[Referring expression pointing data]
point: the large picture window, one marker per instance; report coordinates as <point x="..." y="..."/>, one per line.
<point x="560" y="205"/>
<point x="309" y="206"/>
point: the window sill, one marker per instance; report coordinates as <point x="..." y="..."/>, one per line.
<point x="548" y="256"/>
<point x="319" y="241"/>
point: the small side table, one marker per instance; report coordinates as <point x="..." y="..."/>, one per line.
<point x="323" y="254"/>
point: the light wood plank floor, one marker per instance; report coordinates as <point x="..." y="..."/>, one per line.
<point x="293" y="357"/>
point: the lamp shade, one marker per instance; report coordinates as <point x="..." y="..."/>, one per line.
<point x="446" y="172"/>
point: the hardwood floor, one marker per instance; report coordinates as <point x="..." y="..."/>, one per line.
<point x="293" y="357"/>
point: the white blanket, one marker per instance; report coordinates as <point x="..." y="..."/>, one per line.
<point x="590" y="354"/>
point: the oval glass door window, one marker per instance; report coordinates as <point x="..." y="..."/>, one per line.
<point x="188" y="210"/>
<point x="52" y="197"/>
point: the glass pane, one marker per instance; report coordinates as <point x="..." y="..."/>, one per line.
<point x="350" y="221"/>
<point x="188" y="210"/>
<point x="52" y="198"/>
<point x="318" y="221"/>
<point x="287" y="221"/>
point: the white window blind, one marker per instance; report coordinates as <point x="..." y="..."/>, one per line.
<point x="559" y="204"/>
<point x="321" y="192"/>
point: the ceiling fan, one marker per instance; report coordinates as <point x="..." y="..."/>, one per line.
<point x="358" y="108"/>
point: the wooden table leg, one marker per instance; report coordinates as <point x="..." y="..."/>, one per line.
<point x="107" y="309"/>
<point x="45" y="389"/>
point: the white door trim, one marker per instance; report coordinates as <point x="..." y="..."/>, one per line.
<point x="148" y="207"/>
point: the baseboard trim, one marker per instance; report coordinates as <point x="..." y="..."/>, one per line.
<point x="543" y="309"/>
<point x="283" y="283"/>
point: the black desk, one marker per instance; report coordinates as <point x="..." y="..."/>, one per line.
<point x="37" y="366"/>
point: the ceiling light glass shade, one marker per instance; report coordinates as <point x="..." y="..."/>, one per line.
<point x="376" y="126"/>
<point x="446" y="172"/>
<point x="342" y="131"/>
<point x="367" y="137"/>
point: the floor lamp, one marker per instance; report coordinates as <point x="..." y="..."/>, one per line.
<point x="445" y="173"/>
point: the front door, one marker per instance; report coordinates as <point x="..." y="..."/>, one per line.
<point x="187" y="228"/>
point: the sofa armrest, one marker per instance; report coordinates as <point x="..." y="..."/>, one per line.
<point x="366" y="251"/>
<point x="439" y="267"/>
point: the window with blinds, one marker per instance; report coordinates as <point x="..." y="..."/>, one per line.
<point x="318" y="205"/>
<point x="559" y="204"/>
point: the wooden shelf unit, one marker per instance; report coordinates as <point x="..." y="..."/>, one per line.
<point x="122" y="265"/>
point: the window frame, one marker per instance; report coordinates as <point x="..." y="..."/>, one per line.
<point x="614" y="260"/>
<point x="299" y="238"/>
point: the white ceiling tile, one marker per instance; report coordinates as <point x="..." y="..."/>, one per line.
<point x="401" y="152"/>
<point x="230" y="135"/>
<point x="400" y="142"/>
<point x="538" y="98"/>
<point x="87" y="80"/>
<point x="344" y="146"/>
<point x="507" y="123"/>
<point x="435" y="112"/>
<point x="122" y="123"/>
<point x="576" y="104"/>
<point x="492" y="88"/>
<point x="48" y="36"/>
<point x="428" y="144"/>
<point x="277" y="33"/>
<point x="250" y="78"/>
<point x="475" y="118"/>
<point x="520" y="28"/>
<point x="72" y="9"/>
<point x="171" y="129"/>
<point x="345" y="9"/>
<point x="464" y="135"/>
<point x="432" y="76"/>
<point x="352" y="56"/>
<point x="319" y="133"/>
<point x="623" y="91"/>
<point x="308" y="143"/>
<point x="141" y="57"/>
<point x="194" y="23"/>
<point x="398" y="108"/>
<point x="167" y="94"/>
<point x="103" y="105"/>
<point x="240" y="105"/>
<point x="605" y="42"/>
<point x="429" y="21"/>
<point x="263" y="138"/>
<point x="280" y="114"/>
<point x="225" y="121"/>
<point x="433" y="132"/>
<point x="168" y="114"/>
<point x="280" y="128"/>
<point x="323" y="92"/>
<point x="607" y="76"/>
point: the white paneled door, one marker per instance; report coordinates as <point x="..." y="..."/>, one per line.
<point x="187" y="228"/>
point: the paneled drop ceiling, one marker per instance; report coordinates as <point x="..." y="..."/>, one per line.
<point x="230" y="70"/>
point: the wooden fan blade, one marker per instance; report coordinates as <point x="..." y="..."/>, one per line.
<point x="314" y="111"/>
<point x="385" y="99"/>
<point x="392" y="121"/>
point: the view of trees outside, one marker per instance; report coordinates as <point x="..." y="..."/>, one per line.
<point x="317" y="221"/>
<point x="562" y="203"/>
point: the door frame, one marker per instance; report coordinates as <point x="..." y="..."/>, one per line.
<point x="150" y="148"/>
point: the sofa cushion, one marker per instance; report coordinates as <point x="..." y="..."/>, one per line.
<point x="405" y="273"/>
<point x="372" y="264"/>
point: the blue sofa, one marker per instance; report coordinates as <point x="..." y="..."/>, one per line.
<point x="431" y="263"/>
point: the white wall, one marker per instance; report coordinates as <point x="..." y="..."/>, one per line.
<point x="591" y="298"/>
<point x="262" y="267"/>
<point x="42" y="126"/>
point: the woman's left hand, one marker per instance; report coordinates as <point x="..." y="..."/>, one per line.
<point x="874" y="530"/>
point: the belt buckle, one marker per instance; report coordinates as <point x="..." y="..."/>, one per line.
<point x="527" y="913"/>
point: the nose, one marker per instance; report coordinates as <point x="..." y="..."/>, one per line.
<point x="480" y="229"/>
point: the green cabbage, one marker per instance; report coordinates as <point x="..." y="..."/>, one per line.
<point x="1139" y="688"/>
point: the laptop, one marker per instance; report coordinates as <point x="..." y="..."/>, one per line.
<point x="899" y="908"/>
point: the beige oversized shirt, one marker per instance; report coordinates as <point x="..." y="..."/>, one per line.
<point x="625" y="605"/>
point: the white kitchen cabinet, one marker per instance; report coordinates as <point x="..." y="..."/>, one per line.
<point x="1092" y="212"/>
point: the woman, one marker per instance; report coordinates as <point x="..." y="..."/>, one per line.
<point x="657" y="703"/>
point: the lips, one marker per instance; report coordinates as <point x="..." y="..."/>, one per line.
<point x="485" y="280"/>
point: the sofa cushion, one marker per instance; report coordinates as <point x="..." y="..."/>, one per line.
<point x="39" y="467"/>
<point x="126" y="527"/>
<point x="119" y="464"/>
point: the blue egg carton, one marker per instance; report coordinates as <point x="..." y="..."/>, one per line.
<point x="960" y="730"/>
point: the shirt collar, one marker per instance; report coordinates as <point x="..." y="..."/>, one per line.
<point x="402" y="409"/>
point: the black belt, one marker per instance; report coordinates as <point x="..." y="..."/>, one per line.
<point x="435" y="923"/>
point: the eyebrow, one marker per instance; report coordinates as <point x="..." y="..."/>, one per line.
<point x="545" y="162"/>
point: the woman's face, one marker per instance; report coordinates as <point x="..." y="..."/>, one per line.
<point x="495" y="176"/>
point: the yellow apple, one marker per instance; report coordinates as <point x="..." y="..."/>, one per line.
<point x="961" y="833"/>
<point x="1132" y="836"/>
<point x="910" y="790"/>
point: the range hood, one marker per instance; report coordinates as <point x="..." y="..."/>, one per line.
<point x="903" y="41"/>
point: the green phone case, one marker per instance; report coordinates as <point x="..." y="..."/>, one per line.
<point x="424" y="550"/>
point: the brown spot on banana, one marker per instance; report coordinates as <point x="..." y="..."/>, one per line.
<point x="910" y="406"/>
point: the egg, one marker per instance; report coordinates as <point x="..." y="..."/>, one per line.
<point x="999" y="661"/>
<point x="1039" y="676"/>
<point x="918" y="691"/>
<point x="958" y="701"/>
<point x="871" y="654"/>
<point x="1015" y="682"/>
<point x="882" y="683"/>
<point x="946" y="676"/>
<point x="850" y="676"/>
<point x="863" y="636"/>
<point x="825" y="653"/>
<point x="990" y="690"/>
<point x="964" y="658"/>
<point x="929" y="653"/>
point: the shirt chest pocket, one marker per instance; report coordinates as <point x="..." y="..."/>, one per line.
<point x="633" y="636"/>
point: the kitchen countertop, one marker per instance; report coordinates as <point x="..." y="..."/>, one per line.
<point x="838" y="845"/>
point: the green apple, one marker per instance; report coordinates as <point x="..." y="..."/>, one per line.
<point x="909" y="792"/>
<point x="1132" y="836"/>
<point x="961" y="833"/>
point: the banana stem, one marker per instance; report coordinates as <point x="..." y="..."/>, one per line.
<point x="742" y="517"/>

» Task: The required output is the line holding "point: the green phone" plus every line after it in the data, reproduced exactly.

» Exercise result:
point: the green phone case, one marker per instance; report coordinates as <point x="..." y="..."/>, one per line.
<point x="424" y="550"/>
point: the brown spot on banana, one marker per instance; report coordinates as <point x="..." y="..."/>, one per line.
<point x="910" y="406"/>
point: the egg, one marker per instance; report coordinates as <point x="..." y="..."/>, one per line.
<point x="999" y="661"/>
<point x="1039" y="676"/>
<point x="918" y="691"/>
<point x="958" y="701"/>
<point x="871" y="654"/>
<point x="1015" y="682"/>
<point x="882" y="683"/>
<point x="946" y="676"/>
<point x="850" y="676"/>
<point x="863" y="636"/>
<point x="825" y="653"/>
<point x="990" y="690"/>
<point x="964" y="658"/>
<point x="929" y="653"/>
point: the shirt chest pocket, one marker per instance; report coordinates as <point x="..." y="..."/>, one per line.
<point x="633" y="636"/>
point: the kitchen countertop, one marker per instance; report coordinates as <point x="..." y="..."/>, one per line.
<point x="838" y="845"/>
point: the green apple, one marker per instance; report coordinates as <point x="..." y="..."/>, one per line.
<point x="909" y="792"/>
<point x="1132" y="836"/>
<point x="961" y="833"/>
point: the banana stem, one marker per instance; report coordinates as <point x="..." y="..."/>, one per line.
<point x="742" y="517"/>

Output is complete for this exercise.